━━━━━ MATERIAL FOR THIS TASK

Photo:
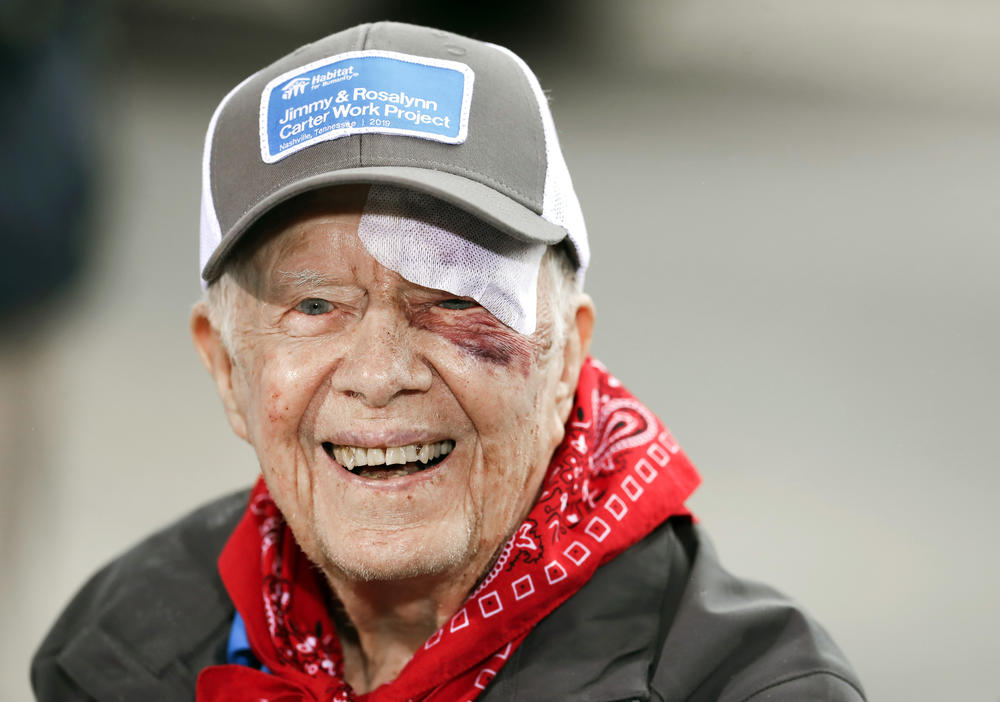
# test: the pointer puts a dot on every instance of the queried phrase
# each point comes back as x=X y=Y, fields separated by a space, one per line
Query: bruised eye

━━━━━━━━━━
━━━━━ MATERIAL FOR THIS TASK

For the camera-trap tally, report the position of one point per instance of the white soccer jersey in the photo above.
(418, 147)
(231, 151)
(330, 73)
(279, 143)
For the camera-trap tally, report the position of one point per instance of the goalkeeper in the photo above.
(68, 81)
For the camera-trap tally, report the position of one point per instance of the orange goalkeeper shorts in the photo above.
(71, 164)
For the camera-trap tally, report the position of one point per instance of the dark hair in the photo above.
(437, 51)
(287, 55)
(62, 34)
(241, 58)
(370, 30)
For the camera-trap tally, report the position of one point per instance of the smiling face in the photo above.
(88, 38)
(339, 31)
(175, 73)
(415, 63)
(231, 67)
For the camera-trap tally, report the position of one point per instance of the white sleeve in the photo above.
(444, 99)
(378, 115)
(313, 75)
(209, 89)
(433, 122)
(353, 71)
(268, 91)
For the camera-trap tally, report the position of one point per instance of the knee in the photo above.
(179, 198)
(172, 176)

━━━━━━━━━━
━━━━━ MATERIAL FOR THIS TASK

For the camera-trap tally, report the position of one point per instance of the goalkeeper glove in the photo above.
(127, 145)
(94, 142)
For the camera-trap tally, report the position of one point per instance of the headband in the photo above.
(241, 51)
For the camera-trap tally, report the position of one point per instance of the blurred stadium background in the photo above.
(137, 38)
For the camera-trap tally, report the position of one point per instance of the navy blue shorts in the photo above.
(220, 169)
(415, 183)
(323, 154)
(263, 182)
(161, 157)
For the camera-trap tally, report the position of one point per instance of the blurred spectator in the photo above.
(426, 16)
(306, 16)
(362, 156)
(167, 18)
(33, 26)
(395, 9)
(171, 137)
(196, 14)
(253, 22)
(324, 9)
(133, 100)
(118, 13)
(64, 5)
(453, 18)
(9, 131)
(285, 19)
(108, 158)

━━━━━━━━━━

STATED TASK -
How many lines in the rows above contain the string "shorts"? Case counts. Reply with the number only.

WORKED ANSWER -
2